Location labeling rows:

################

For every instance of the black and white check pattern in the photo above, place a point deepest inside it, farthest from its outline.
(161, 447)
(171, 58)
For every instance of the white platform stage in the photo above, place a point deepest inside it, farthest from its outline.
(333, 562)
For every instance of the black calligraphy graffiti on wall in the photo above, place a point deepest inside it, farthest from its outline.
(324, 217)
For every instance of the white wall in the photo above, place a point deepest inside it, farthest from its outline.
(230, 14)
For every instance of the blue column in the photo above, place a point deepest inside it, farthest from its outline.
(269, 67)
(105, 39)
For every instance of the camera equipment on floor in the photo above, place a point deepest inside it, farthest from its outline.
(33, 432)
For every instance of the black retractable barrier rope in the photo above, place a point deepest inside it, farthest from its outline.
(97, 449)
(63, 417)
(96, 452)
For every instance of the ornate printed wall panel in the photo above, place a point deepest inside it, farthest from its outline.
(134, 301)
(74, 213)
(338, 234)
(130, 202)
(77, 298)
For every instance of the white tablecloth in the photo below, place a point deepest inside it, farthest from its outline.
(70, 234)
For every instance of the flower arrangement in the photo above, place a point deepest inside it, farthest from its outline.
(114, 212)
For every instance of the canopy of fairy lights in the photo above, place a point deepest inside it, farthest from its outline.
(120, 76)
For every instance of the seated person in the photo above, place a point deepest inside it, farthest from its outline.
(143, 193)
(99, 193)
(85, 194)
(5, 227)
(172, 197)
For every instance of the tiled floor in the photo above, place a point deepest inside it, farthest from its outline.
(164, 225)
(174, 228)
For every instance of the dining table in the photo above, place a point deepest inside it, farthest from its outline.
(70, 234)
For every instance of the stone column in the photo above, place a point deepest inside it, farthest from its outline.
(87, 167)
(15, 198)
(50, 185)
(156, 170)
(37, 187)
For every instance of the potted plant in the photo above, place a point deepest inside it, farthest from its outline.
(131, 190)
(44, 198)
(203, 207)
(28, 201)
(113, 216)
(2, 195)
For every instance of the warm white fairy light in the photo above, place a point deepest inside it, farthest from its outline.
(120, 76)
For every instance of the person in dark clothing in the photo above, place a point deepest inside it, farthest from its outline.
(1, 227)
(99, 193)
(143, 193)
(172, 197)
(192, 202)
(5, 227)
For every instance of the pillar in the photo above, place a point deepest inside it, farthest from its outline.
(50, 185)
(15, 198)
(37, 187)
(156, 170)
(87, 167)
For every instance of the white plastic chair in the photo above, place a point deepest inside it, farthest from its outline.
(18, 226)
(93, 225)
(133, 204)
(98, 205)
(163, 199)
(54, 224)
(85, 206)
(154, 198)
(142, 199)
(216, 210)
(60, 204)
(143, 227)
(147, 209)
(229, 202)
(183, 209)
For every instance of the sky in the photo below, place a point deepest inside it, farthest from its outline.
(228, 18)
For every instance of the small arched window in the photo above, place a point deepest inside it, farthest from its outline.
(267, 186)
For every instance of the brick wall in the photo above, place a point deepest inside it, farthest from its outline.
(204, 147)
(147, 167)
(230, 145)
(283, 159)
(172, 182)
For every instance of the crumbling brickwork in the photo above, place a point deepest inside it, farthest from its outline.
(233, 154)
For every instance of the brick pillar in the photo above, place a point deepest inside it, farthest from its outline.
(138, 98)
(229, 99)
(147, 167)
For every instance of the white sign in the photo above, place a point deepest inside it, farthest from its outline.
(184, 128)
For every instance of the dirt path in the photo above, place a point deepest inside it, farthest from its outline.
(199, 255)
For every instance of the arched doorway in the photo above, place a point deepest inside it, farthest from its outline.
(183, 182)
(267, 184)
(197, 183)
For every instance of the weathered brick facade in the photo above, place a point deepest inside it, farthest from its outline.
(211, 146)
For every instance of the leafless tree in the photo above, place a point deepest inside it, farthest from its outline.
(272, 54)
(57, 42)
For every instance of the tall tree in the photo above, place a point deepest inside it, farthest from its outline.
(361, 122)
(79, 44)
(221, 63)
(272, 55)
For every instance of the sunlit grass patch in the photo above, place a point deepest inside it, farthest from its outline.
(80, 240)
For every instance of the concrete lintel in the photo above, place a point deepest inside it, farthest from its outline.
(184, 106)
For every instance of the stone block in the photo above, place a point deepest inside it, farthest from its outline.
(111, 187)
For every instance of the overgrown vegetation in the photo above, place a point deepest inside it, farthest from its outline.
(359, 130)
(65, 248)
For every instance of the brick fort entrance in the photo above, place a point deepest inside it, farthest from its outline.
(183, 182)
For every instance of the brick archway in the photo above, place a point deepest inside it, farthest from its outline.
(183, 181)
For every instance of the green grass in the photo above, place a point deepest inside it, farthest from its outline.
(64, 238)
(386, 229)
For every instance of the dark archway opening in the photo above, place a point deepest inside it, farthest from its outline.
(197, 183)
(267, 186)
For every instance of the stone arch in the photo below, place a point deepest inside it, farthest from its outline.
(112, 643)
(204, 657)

################

• [What the exercise asks]: Rewrite every row from the one containing "For every instance of the concrete" down to the last row, both included, with the requests unchanged. Scale each point coordinate in the answers by 0.45, rounding to the nearest whole number with halves rounded up.

• [Response to the exercise]:
For every instance of the concrete lintel in the photo above, place a point deepest inside it, farthest from its outline.
(83, 48)
For every instance of the stone block in the photo above, place a point deepest inside it, farthest from its outline.
(50, 84)
For every instance of the overgrown vegetation in the photo above, place a point deepest inside it, farthest from its outline.
(162, 59)
(29, 112)
For every instance of the brick fort entrance in the photo above, place a point deepest inside it, farthest from its outline.
(82, 82)
For every instance of the brick archway in the photo above, place a point deepest inside it, farthest from its outline.
(82, 81)
For every instance of the green grass in the photo above, place a point deepest inside it, farthest from its outline.
(29, 107)
(174, 103)
For every instance of the dark archway opening in the photo above, place a point deepest inside it, farthest from its outline.
(89, 82)
(120, 84)
For every instance of the stone arch in the photo below, place a point deepest inside it, farthest from its outline.
(50, 289)
(92, 296)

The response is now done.